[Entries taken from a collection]
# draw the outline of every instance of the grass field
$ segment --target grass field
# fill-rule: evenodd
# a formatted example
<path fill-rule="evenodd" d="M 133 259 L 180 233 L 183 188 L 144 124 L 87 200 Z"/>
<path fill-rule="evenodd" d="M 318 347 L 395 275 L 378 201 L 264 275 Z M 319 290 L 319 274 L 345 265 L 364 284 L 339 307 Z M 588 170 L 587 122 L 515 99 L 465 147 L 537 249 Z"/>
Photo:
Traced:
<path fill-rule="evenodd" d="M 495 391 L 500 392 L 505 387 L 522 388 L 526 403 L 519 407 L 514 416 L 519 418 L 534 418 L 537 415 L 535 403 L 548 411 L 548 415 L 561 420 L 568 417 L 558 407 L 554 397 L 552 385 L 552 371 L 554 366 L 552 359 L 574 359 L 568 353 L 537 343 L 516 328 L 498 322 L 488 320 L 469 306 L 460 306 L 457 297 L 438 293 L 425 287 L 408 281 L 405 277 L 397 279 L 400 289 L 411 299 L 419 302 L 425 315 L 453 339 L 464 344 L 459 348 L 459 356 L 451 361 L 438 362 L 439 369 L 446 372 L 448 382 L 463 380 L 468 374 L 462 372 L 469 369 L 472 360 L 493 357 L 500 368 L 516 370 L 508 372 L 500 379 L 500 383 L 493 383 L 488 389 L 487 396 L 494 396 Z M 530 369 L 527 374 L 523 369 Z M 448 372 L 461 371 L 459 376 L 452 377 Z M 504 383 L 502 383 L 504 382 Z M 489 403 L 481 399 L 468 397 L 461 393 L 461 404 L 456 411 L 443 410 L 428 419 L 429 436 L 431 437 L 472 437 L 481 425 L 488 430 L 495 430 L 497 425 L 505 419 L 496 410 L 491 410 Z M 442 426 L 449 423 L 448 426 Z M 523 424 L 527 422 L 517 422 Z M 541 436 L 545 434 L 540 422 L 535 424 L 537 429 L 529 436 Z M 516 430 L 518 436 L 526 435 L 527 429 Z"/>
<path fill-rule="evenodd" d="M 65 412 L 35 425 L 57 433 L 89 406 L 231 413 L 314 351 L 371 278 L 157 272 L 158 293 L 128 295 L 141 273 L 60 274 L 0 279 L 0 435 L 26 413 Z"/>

▶ [Task statement]: Copy each of the records above verbatim, without changing a single character.

▶ [Reply]:
# draw the outline of every instance of the grass field
$ segment --target grass field
# fill-rule: evenodd
# a formatted example
<path fill-rule="evenodd" d="M 133 259 L 180 233 L 183 188 L 144 124 L 87 200 Z"/>
<path fill-rule="evenodd" d="M 318 347 L 395 275 L 378 201 L 264 275 Z M 319 290 L 319 274 L 345 265 L 364 284 L 339 307 Z M 588 170 L 587 122 L 515 99 L 465 147 L 537 249 Z"/>
Photo:
Traced:
<path fill-rule="evenodd" d="M 495 391 L 500 392 L 505 387 L 522 388 L 526 403 L 519 407 L 514 416 L 519 418 L 534 418 L 537 415 L 535 403 L 548 411 L 548 415 L 561 420 L 568 417 L 558 407 L 554 397 L 552 385 L 552 371 L 554 366 L 552 359 L 574 359 L 568 353 L 537 343 L 516 328 L 498 322 L 488 320 L 469 306 L 460 306 L 457 297 L 438 293 L 425 287 L 408 281 L 405 277 L 397 279 L 400 289 L 411 299 L 419 302 L 425 315 L 453 339 L 464 344 L 459 348 L 459 356 L 451 361 L 438 362 L 439 369 L 446 372 L 448 382 L 463 380 L 468 374 L 462 372 L 469 369 L 472 360 L 493 357 L 500 368 L 516 370 L 508 372 L 500 379 L 500 383 L 493 383 L 488 389 L 487 396 L 494 396 Z M 530 369 L 527 374 L 523 369 Z M 448 372 L 461 371 L 459 376 L 452 377 Z M 504 383 L 502 383 L 504 382 Z M 489 403 L 481 399 L 468 397 L 461 393 L 461 404 L 456 411 L 443 410 L 428 419 L 429 436 L 431 437 L 472 437 L 481 425 L 488 430 L 495 430 L 497 425 L 505 419 L 496 410 L 491 410 Z M 442 426 L 449 423 L 448 426 Z M 523 424 L 527 422 L 517 422 Z M 541 436 L 545 434 L 540 422 L 535 424 L 537 429 L 529 436 Z M 516 430 L 518 436 L 526 435 L 527 429 Z"/>
<path fill-rule="evenodd" d="M 65 412 L 35 425 L 57 433 L 89 406 L 231 413 L 314 351 L 371 278 L 157 272 L 158 293 L 128 295 L 141 273 L 60 274 L 0 279 L 0 435 L 26 413 Z"/>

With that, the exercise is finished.